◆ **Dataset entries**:
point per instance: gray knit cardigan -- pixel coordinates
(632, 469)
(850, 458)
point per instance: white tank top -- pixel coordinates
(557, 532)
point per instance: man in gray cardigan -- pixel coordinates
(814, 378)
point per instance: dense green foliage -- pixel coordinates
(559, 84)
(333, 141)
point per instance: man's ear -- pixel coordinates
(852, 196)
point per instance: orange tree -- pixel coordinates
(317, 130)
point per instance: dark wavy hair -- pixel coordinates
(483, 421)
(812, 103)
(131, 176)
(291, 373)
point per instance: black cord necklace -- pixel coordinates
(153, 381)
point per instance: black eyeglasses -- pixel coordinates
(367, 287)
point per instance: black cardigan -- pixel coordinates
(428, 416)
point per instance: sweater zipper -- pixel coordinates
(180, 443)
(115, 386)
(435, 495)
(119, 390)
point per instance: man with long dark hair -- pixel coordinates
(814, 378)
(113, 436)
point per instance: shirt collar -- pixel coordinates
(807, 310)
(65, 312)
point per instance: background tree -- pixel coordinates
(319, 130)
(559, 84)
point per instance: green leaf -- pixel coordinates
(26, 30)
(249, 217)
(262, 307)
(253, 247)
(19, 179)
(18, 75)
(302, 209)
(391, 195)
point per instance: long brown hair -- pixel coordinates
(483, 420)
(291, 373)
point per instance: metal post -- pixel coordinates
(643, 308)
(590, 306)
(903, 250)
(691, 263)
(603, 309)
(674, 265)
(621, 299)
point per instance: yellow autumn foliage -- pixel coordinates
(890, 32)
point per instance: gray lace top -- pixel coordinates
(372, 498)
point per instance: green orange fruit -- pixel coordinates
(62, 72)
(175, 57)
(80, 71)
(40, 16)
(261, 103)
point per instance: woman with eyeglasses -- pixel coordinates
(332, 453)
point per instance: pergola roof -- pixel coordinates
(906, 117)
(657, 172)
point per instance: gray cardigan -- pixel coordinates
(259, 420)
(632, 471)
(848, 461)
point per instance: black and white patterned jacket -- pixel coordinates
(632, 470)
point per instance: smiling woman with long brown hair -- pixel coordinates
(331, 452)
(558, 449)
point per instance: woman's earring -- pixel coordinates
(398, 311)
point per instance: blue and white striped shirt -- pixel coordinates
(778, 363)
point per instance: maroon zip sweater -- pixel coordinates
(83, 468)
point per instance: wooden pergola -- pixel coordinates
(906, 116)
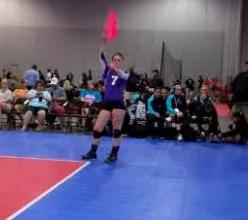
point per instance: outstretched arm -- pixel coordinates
(102, 57)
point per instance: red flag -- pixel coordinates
(111, 29)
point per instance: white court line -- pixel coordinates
(37, 158)
(47, 192)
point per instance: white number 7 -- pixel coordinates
(114, 79)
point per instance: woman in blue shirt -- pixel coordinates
(37, 106)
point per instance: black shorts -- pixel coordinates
(35, 110)
(109, 106)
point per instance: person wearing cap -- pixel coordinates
(31, 77)
(58, 95)
(176, 108)
(5, 98)
(204, 114)
(19, 98)
(156, 111)
(37, 106)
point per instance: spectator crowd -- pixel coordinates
(184, 111)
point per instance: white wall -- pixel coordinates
(66, 33)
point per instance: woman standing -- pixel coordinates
(113, 108)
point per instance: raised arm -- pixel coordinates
(102, 57)
(122, 74)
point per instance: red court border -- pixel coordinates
(49, 190)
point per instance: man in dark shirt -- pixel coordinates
(240, 91)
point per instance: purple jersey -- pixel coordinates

◆ **Problem**: Restate all entries exactly; pictures stay out.

◆ **Result**:
point per instance: gray knit cardigan -- pixel coordinates
(632, 469)
(850, 458)
point per instance: white tank top -- pixel coordinates
(557, 532)
point per instance: man in gray cardigan -- pixel coordinates
(814, 378)
point per instance: dense green foliage -- pixel coordinates
(559, 84)
(333, 141)
point per instance: man's ear -- pixel coordinates
(852, 196)
point per instance: orange tree -- pixel coordinates
(317, 130)
point per instance: dark wavy hair -- pixel coordinates
(483, 421)
(812, 103)
(131, 176)
(291, 373)
point per instance: black cord necklace -- pixel coordinates
(153, 381)
point per instance: black eyeglasses -- pixel coordinates
(367, 287)
point per instance: black cardigan -- pixel coordinates
(428, 416)
point per instance: sweater zipper -- pixel coordinates
(180, 443)
(115, 386)
(435, 495)
(119, 390)
point per instance: man with long dark hair -- pixel coordinates
(814, 378)
(113, 436)
point per instance: shirt collar -- pixel coordinates
(807, 310)
(65, 312)
point per instance: background tree -- pixel coordinates
(319, 130)
(559, 84)
point per instance: green leaf -- pixel coordinates
(26, 30)
(249, 217)
(262, 307)
(253, 247)
(19, 179)
(18, 75)
(302, 209)
(391, 195)
point per instance: long brown hair -- pixel coordinates
(483, 420)
(291, 373)
point per instance: metal post -- pixel coordinates
(643, 308)
(590, 306)
(903, 250)
(691, 263)
(603, 309)
(674, 265)
(621, 299)
point per instance: yellow autumn foliage -- pixel coordinates
(890, 32)
point per instance: gray lace top -- pixel coordinates
(372, 498)
point per instance: green orange fruit -- pixel coordinates
(62, 72)
(175, 57)
(80, 71)
(40, 16)
(261, 103)
point per instance: woman with eyeglasses -- pixel coordinates
(332, 453)
point per instance: pergola roof -- pixel coordinates
(906, 117)
(657, 172)
point per instance: gray cardigan -- pixel coordinates
(259, 420)
(632, 471)
(848, 461)
point per instance: black and white patterned jacket -- pixel coordinates
(632, 470)
point per instance: smiling woman with long brown hair -- pixel coordinates
(331, 452)
(558, 449)
point per instance: woman's earring -- pixel coordinates
(398, 311)
point per instance: blue and white striped shirt -- pixel coordinates
(778, 363)
point per instance: maroon zip sweater -- pixel coordinates
(83, 468)
point per instance: wooden pergola -- pixel coordinates
(906, 116)
point per instance: outstretched arm -- pixel coordinates
(102, 57)
point per instance: red flag -- pixel coordinates
(111, 29)
point per instance: white court line -- pixel coordinates
(37, 158)
(47, 192)
point per instance: white number 7 -- pixel coordinates
(114, 79)
point per instance: woman in blue shirt -- pixel coordinates
(37, 106)
point per instance: black shorts -- pixel coordinates
(35, 110)
(109, 106)
point per instance: person wearing cap -- pixel coordinates
(31, 77)
(58, 95)
(176, 108)
(5, 98)
(204, 114)
(19, 98)
(156, 111)
(37, 106)
point per instance: spectator crowd -- pixel coordinates
(184, 111)
point per instance: white wall -- pixel coordinates
(66, 33)
point per instance: woman standing -- pixel coordinates
(113, 108)
point per instance: raised arm -- pixel coordinates
(102, 57)
(122, 74)
point per instance: red court border -- pixel coordinates
(49, 190)
point per instance: man in dark shirt -- pixel coordinates
(240, 91)
point per instance: purple jersey -- pixel coordinates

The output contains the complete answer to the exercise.